Count the lines in the data below that contain the string "strap", treating uppercase and lowercase as distinct. Reply with the number alone.

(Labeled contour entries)

———

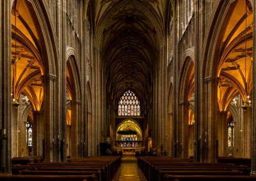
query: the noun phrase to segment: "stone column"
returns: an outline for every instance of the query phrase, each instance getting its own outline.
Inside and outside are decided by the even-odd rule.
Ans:
[[[215,92],[217,84],[212,77],[205,78],[205,90],[206,94],[204,112],[205,120],[202,122],[202,162],[215,163],[216,161],[216,108],[217,98]],[[214,91],[215,90],[215,91]]]
[[[252,109],[247,108],[243,111],[243,150],[242,157],[245,158],[251,157],[252,152]]]
[[[39,148],[41,141],[39,140],[39,132],[40,127],[39,126],[40,112],[38,111],[33,112],[33,156],[39,156]]]
[[[251,1],[253,16],[253,84],[252,116],[252,175],[256,175],[256,3]]]
[[[10,1],[0,0],[0,174],[11,173]]]
[[[219,112],[217,120],[218,156],[227,156],[227,112]]]
[[[72,157],[81,157],[81,149],[83,148],[83,140],[80,136],[80,123],[78,117],[80,114],[79,107],[81,106],[81,101],[72,101],[72,122],[71,122],[71,139],[72,139]],[[82,140],[82,142],[81,141]]]
[[[178,157],[188,157],[188,107],[185,101],[179,103],[179,143],[177,148],[179,150]]]
[[[44,120],[44,153],[45,161],[54,161],[54,149],[58,141],[54,137],[54,122],[56,122],[56,76],[48,75],[45,78],[45,117]]]

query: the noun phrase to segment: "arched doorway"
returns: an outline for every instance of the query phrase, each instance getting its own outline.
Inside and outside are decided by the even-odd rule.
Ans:
[[[118,126],[115,134],[115,148],[118,151],[141,151],[143,134],[140,124],[133,119],[127,119]]]

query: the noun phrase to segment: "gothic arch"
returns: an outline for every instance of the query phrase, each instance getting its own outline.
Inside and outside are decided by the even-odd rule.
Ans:
[[[193,73],[191,71],[194,68],[195,64],[193,61],[193,59],[191,57],[186,56],[185,57],[184,61],[183,61],[182,68],[180,71],[180,76],[179,76],[179,101],[180,103],[184,103],[188,101],[189,98],[187,98],[186,96],[189,94],[189,90],[188,90],[188,84],[189,83],[188,78],[189,78],[189,74]],[[193,76],[194,76],[193,73]],[[192,77],[192,78],[193,78]],[[188,90],[186,92],[186,90]],[[191,90],[191,91],[192,91]]]
[[[74,51],[73,48],[68,48],[67,51],[67,68],[70,71],[70,73],[72,76],[72,83],[74,83],[73,88],[74,88],[74,95],[75,96],[75,101],[81,101],[81,80],[80,73],[77,67],[77,62],[75,57]],[[74,50],[74,49],[73,49]]]
[[[59,59],[57,50],[56,36],[54,24],[44,1],[28,0],[29,8],[34,20],[37,24],[37,31],[39,33],[40,43],[42,48],[42,59],[45,60],[44,71],[46,76],[56,76],[58,73],[58,62]]]
[[[206,29],[205,41],[203,44],[202,69],[203,78],[215,78],[220,61],[219,47],[225,29],[227,21],[230,18],[230,11],[236,5],[236,1],[218,0],[215,3],[210,24]],[[218,62],[216,62],[216,60]]]
[[[150,11],[148,8],[147,8],[145,6],[143,6],[141,3],[138,1],[126,1],[125,2],[118,2],[116,1],[116,4],[115,4],[115,6],[111,6],[109,9],[108,9],[106,11],[105,11],[105,15],[102,15],[102,17],[104,17],[104,19],[100,19],[99,20],[99,25],[97,25],[96,27],[96,30],[95,30],[95,45],[96,47],[98,47],[98,48],[100,48],[100,41],[102,38],[102,32],[104,31],[104,27],[106,24],[108,23],[108,20],[110,18],[111,16],[113,15],[114,12],[116,12],[118,10],[119,10],[120,8],[124,6],[124,4],[134,4],[136,7],[138,7],[140,9],[142,10],[143,13],[147,15],[147,17],[150,19],[150,21],[152,21],[152,24],[156,25],[156,32],[158,34],[158,39],[159,39],[159,42],[161,45],[162,43],[162,46],[163,46],[163,43],[164,42],[164,32],[163,31],[164,28],[163,27],[163,25],[161,24],[161,22],[162,20],[160,19],[159,17],[159,15],[157,13],[152,10]],[[113,8],[114,7],[114,8]],[[106,13],[107,11],[107,13]]]

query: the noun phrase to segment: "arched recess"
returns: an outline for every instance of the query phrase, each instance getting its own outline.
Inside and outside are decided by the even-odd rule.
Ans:
[[[80,73],[77,68],[76,59],[74,49],[67,48],[67,94],[68,96],[68,100],[67,101],[70,103],[71,109],[67,110],[67,115],[68,117],[67,118],[66,126],[67,126],[67,130],[70,131],[68,133],[68,143],[69,148],[69,156],[72,157],[79,157],[82,147],[82,143],[77,145],[74,143],[81,142],[79,140],[82,140],[81,138],[83,136],[79,135],[79,133],[81,134],[81,80],[80,80]],[[68,102],[67,102],[68,103]],[[68,122],[68,119],[70,119]],[[66,135],[68,136],[68,135]]]
[[[164,25],[161,23],[163,21],[161,20],[161,18],[157,13],[154,9],[150,8],[149,7],[150,6],[146,6],[145,4],[143,4],[143,2],[141,3],[136,0],[126,1],[125,2],[116,1],[114,2],[113,3],[114,4],[112,4],[112,6],[108,7],[108,9],[106,10],[104,13],[104,15],[102,16],[100,19],[98,20],[98,24],[97,25],[95,31],[95,42],[97,47],[99,48],[100,47],[100,43],[103,34],[102,33],[104,32],[106,24],[108,24],[108,21],[111,18],[112,15],[115,12],[116,12],[116,11],[118,10],[121,9],[122,7],[128,4],[131,4],[134,5],[135,7],[138,7],[138,8],[141,10],[147,15],[150,21],[151,21],[152,24],[155,25],[156,31],[158,36],[159,43],[161,44],[164,42],[164,33],[163,31]],[[147,8],[147,7],[148,8]],[[160,46],[160,47],[161,47],[162,46]]]
[[[132,119],[127,119],[122,121],[117,126],[115,131],[115,146],[117,149],[127,147],[141,148],[143,140],[143,129],[140,124]],[[118,131],[135,131],[136,134],[120,134]]]
[[[13,85],[13,85],[13,90],[15,89],[13,96],[14,99],[19,100],[20,94],[23,94],[29,99],[33,109],[33,113],[36,115],[36,120],[34,119],[34,129],[36,127],[36,129],[40,131],[40,133],[35,132],[34,134],[36,136],[36,139],[34,140],[38,140],[38,142],[36,143],[36,145],[34,144],[33,153],[35,156],[42,156],[44,151],[42,150],[42,147],[43,139],[45,140],[45,150],[53,150],[49,148],[52,147],[52,138],[54,137],[52,124],[47,124],[49,126],[49,127],[46,128],[47,134],[42,125],[45,125],[45,122],[55,122],[56,118],[55,115],[57,96],[56,96],[54,84],[58,72],[56,62],[58,61],[58,51],[57,51],[56,34],[52,28],[53,23],[49,15],[50,13],[44,1],[17,0],[12,1],[12,6],[17,7],[18,11],[19,8],[21,8],[20,12],[22,13],[22,15],[20,15],[19,12],[13,12],[13,17],[19,20],[17,24],[15,24],[14,22],[12,23],[12,34],[13,43],[12,48],[13,49],[14,54],[12,54],[12,59],[14,61],[20,61],[15,59],[17,54],[16,50],[14,50],[20,48],[20,57],[31,59],[28,61],[27,70],[26,66],[24,69],[22,69],[24,66],[20,66],[20,69],[19,69],[20,76],[17,78],[17,82],[13,81]],[[26,33],[24,33],[24,29]],[[28,56],[26,56],[23,51],[29,52],[27,54]],[[15,59],[13,59],[13,57]],[[35,71],[31,72],[33,69]],[[29,74],[29,71],[31,73]],[[15,76],[16,77],[16,75]],[[13,80],[14,79],[16,78],[14,78],[13,76]],[[38,88],[38,86],[40,88]],[[44,99],[45,100],[45,105],[47,106],[45,108],[45,112],[43,115],[41,110]],[[14,112],[13,111],[12,113],[14,114]],[[44,122],[44,124],[42,122]],[[38,127],[39,125],[41,125],[40,127]],[[15,137],[12,138],[13,139]],[[12,141],[13,141],[13,140]],[[40,150],[38,145],[40,147]],[[47,159],[50,158],[51,154],[47,152],[45,157]],[[51,159],[53,159],[53,157],[51,157]]]
[[[186,51],[186,52],[189,52],[188,55],[190,55],[191,57],[186,56],[179,76],[178,120],[180,121],[176,122],[177,127],[176,131],[178,131],[176,134],[176,140],[177,140],[176,147],[177,153],[181,154],[177,156],[183,157],[189,156],[189,106],[190,101],[194,102],[195,66],[193,61],[194,54],[191,50]],[[182,133],[180,134],[180,133]]]
[[[93,152],[93,147],[95,146],[94,145],[94,141],[93,140],[93,133],[90,129],[92,126],[92,92],[90,82],[86,83],[86,119],[85,121],[85,140],[86,144],[87,145],[87,149],[86,149],[86,155],[90,156],[92,156]]]
[[[174,133],[174,125],[173,125],[173,86],[172,83],[169,88],[168,91],[168,120],[166,124],[166,129],[168,134],[166,134],[166,154],[168,156],[174,157],[173,153],[175,151],[173,150],[173,133]]]
[[[208,120],[204,126],[208,127],[204,129],[209,132],[204,139],[209,143],[209,150],[214,150],[214,140],[218,140],[219,156],[227,156],[227,140],[223,138],[227,137],[228,105],[238,94],[246,101],[252,92],[253,15],[250,1],[218,1],[216,5],[203,45],[200,76],[204,80],[199,83],[201,91],[207,90],[201,94],[200,112],[205,113],[202,121]],[[250,120],[250,115],[249,108],[244,116]],[[251,122],[248,120],[244,126],[250,131]],[[251,142],[249,134],[244,135],[245,143]],[[248,144],[244,149],[244,157],[250,157],[250,147]],[[214,153],[209,152],[214,158]]]
[[[28,144],[26,143],[26,124],[28,122],[28,117],[29,117],[30,123],[33,124],[33,114],[31,113],[33,111],[31,104],[29,104],[23,110],[21,115],[20,127],[20,137],[18,141],[19,143],[19,156],[28,156]],[[35,136],[33,138],[35,138]]]

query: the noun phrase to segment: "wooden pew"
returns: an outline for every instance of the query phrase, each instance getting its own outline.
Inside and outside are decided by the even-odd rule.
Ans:
[[[191,177],[193,175],[227,175],[232,176],[232,178],[244,175],[246,176],[244,178],[247,178],[250,173],[250,168],[246,166],[227,163],[195,163],[184,161],[186,159],[141,157],[139,157],[138,166],[148,181],[163,180],[165,175],[190,175]],[[174,180],[173,178],[172,179]]]
[[[3,181],[97,181],[97,177],[92,175],[0,175]]]
[[[93,175],[93,180],[110,181],[115,177],[120,163],[120,157],[116,156],[76,159],[68,163],[29,163],[27,165],[13,165],[12,173],[19,176],[26,175],[28,179],[32,175],[56,176],[52,177],[52,179],[56,179],[59,176],[63,178],[63,176],[84,175],[88,180],[92,180],[90,176]],[[81,178],[78,177],[76,178]],[[10,177],[10,179],[12,178]]]
[[[256,180],[256,177],[249,175],[171,175],[166,174],[164,181],[244,181]]]
[[[249,158],[220,157],[218,158],[217,161],[218,163],[232,163],[248,166],[250,166],[252,164],[252,159]]]

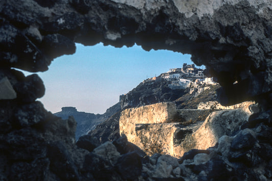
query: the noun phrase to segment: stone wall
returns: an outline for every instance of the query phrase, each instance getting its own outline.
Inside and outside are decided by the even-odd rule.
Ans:
[[[210,113],[207,110],[177,110],[174,102],[128,109],[121,113],[120,134],[150,156],[160,153],[181,157],[193,147],[180,144]]]
[[[133,143],[140,143],[135,133],[136,124],[170,122],[176,114],[176,105],[173,102],[158,103],[126,109],[121,113],[119,120],[120,134],[126,135],[129,141]]]

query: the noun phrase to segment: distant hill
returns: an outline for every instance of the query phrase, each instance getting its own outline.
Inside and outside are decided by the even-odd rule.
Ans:
[[[76,131],[76,139],[78,140],[81,136],[87,134],[91,130],[94,129],[98,124],[120,111],[121,106],[119,102],[117,103],[108,109],[103,114],[79,112],[76,108],[71,107],[62,108],[61,110],[61,111],[55,113],[54,115],[64,119],[68,118],[70,116],[73,116],[78,123]]]
[[[190,88],[171,89],[168,86],[170,83],[164,79],[143,81],[121,96],[122,110],[166,101],[175,102],[178,109],[196,109],[201,102],[218,101],[216,90],[220,87],[219,85],[201,85],[190,94]],[[101,143],[118,138],[120,112],[116,112],[88,134],[97,137]]]

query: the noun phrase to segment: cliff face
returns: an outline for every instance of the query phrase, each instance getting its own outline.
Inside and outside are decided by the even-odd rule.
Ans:
[[[1,1],[0,179],[271,179],[271,16],[269,0]],[[123,138],[93,151],[80,148],[75,120],[36,101],[45,92],[40,78],[12,68],[45,71],[54,58],[74,53],[75,42],[100,42],[190,54],[222,86],[222,105],[252,99],[262,111],[235,135],[179,163],[144,159]]]
[[[122,109],[153,104],[172,101],[184,94],[182,89],[172,90],[168,87],[171,82],[164,79],[144,81],[122,97]]]
[[[77,123],[76,131],[76,139],[80,137],[87,135],[89,132],[94,130],[100,123],[105,121],[115,113],[121,110],[120,103],[118,102],[107,110],[103,114],[94,114],[77,111],[76,108],[64,107],[62,111],[54,114],[62,119],[67,119],[72,116]]]

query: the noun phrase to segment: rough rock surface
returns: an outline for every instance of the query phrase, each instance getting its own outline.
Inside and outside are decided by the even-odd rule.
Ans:
[[[1,1],[0,80],[8,78],[17,97],[0,100],[0,179],[272,179],[271,6],[269,0]],[[73,54],[75,42],[100,42],[190,54],[222,86],[222,105],[253,100],[261,112],[209,153],[193,153],[176,168],[159,155],[133,153],[113,166],[75,145],[72,118],[58,118],[35,101],[44,94],[37,75],[12,69],[45,71],[54,58]],[[120,173],[122,167],[134,169]]]
[[[206,102],[200,102],[197,107],[197,109],[212,109],[212,110],[225,110],[225,109],[236,109],[243,108],[244,107],[249,108],[251,105],[255,104],[254,101],[245,101],[242,103],[237,104],[232,106],[224,106],[221,105],[217,101],[211,101]],[[249,108],[250,109],[250,108]]]
[[[119,119],[120,119],[119,111],[106,121],[99,124],[95,129],[88,133],[88,135],[97,138],[101,143],[106,141],[112,141],[120,138],[119,130]]]
[[[170,89],[168,87],[169,84],[170,82],[163,79],[143,81],[122,96],[122,109],[173,101],[185,93],[184,90]]]
[[[170,122],[176,115],[176,105],[173,102],[158,103],[126,109],[122,111],[119,120],[120,135],[125,135],[129,141],[134,143],[137,140],[136,123]]]
[[[149,156],[159,153],[181,157],[194,148],[187,138],[201,126],[210,112],[177,110],[172,102],[130,108],[121,113],[120,134]]]

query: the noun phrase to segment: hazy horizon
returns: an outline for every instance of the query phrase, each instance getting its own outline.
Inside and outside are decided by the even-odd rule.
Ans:
[[[38,100],[53,113],[62,107],[73,107],[78,111],[103,114],[119,101],[120,95],[146,76],[182,67],[184,63],[193,63],[190,55],[166,50],[146,51],[136,45],[129,48],[101,43],[76,46],[75,54],[56,58],[48,70],[38,73],[46,89]]]

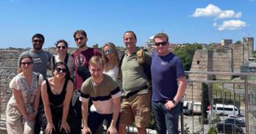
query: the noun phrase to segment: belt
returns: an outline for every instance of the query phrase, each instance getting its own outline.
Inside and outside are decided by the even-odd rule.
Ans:
[[[134,91],[134,92],[132,92],[128,93],[128,94],[124,97],[124,98],[129,98],[129,97],[131,97],[131,96],[132,96],[132,95],[134,95],[134,94],[136,94],[138,92],[140,92],[140,91],[141,91],[141,90],[143,90],[143,89],[147,89],[147,88],[148,88],[148,86],[147,86],[147,85],[146,85],[146,86],[142,86],[142,87],[141,87],[138,90],[135,90],[135,91]]]

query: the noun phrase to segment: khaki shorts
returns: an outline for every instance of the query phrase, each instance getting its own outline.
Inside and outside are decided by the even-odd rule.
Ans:
[[[150,119],[151,90],[146,94],[135,94],[124,98],[121,105],[120,124],[137,127],[149,126]]]

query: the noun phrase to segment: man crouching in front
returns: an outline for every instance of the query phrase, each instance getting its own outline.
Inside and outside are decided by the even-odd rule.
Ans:
[[[89,61],[91,77],[83,82],[79,100],[82,101],[82,133],[95,133],[104,119],[107,120],[107,133],[116,134],[120,111],[121,90],[118,83],[103,74],[101,57],[93,56]],[[96,111],[88,114],[88,101],[91,99]]]

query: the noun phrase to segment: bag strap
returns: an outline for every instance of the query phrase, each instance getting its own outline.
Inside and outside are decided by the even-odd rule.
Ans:
[[[67,53],[67,54],[65,55],[65,59],[64,59],[64,63],[65,63],[65,64],[68,64],[68,56],[69,56],[68,53]]]
[[[52,66],[55,64],[55,56],[52,56]]]
[[[78,54],[78,65],[82,65],[82,62],[81,62],[81,59],[80,59],[80,54]]]

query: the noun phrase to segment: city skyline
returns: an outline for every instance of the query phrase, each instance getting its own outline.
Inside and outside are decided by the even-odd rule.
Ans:
[[[43,48],[65,40],[76,47],[73,33],[84,29],[88,45],[113,42],[124,47],[125,31],[132,30],[138,46],[163,31],[171,43],[233,43],[256,37],[256,1],[0,1],[0,48],[30,48],[35,33],[45,36]]]

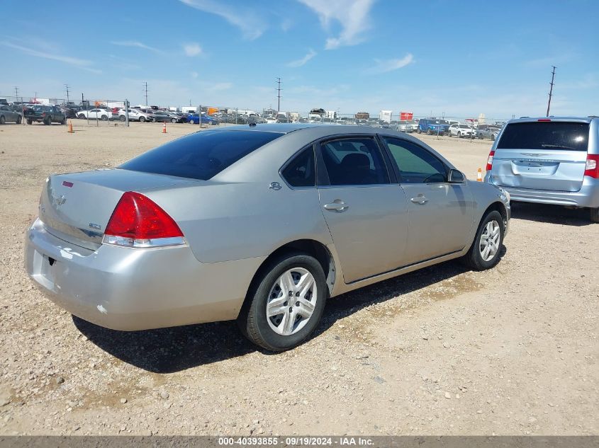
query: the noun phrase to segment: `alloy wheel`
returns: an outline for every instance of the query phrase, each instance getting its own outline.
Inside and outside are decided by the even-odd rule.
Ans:
[[[277,334],[289,336],[301,330],[312,314],[318,297],[314,277],[307,269],[285,271],[270,289],[267,320]]]
[[[484,261],[491,261],[499,251],[500,236],[499,223],[495,219],[489,221],[481,235],[478,251]]]

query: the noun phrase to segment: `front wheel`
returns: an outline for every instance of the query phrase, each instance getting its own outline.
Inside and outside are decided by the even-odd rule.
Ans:
[[[466,264],[474,270],[485,270],[495,266],[499,262],[505,231],[501,214],[497,210],[487,213],[481,220],[470,250],[464,255]]]
[[[304,253],[288,254],[263,270],[237,323],[257,345],[273,352],[289,350],[318,326],[328,295],[320,263]]]

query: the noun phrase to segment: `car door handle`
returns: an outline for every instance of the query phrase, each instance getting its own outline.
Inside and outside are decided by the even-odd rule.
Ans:
[[[337,212],[337,213],[345,212],[349,208],[349,205],[339,199],[335,200],[330,204],[325,204],[324,207],[325,210],[328,210],[329,212]]]
[[[416,196],[415,197],[413,197],[410,200],[411,200],[415,204],[420,204],[420,205],[424,205],[428,202],[428,200],[424,196]]]

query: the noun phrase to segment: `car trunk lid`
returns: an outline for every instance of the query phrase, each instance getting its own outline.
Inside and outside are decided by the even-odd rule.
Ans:
[[[198,180],[121,169],[50,176],[40,199],[40,219],[47,231],[95,251],[123,193],[175,188]]]
[[[588,122],[549,119],[508,124],[495,149],[491,182],[515,188],[578,191],[588,128]]]

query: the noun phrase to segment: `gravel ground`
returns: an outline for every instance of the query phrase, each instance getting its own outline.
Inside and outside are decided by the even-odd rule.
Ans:
[[[0,127],[0,434],[599,434],[599,225],[586,212],[515,205],[495,269],[449,262],[332,299],[285,353],[231,322],[113,331],[23,269],[44,179],[197,126],[73,122]],[[488,141],[422,139],[470,178],[484,168]]]

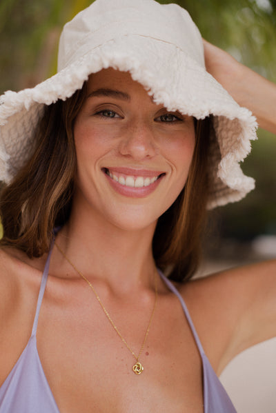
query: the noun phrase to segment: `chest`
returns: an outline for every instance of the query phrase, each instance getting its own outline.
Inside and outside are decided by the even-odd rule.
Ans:
[[[183,310],[175,301],[169,313],[159,304],[139,376],[132,370],[134,356],[101,309],[88,314],[55,308],[55,317],[41,310],[38,352],[61,413],[203,412],[201,362]],[[119,317],[120,327],[137,354],[146,318],[132,316]]]

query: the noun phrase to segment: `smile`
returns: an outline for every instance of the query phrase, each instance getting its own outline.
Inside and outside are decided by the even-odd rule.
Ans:
[[[144,197],[155,190],[164,172],[150,170],[135,170],[126,168],[102,169],[110,179],[112,187],[121,194]],[[120,189],[121,188],[121,189]]]
[[[110,172],[108,170],[106,170],[106,174],[108,175],[113,181],[119,182],[121,185],[124,186],[129,186],[130,188],[143,188],[144,186],[148,186],[150,183],[153,183],[158,179],[160,175],[152,177],[133,177],[132,175],[122,175],[119,174],[115,174],[115,173]]]

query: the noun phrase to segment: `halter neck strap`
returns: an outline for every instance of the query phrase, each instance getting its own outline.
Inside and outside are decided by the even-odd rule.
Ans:
[[[32,325],[32,336],[35,336],[37,334],[37,324],[39,322],[39,311],[40,311],[40,308],[41,306],[41,303],[42,303],[42,300],[43,300],[43,295],[44,295],[45,288],[46,286],[48,274],[49,272],[50,260],[51,258],[54,244],[55,244],[55,239],[52,241],[51,246],[50,248],[50,250],[49,250],[49,252],[48,252],[48,254],[47,256],[46,262],[45,263],[44,270],[43,270],[43,272],[42,274],[41,282],[40,284],[39,298],[37,299],[37,310],[36,310],[36,312],[35,312],[34,324]]]
[[[184,300],[183,299],[183,298],[182,298],[181,295],[180,294],[179,292],[178,291],[178,290],[175,287],[175,285],[172,284],[172,283],[169,279],[168,279],[168,278],[166,276],[164,276],[163,272],[161,271],[160,271],[159,270],[158,270],[158,272],[159,273],[161,278],[164,281],[165,284],[166,284],[166,285],[168,286],[169,290],[170,290],[170,291],[172,292],[175,294],[175,295],[179,299],[180,303],[182,306],[183,310],[185,313],[186,317],[187,319],[188,323],[189,323],[190,330],[192,330],[193,334],[194,336],[195,342],[197,345],[197,348],[199,349],[199,354],[202,356],[202,355],[204,354],[204,350],[203,350],[202,345],[201,345],[199,338],[197,335],[197,330],[195,330],[195,326],[193,323],[192,319],[190,317],[190,313],[186,307]]]

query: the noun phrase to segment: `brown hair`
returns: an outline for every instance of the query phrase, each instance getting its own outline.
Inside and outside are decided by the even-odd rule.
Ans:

———

THE OUTPUT: 2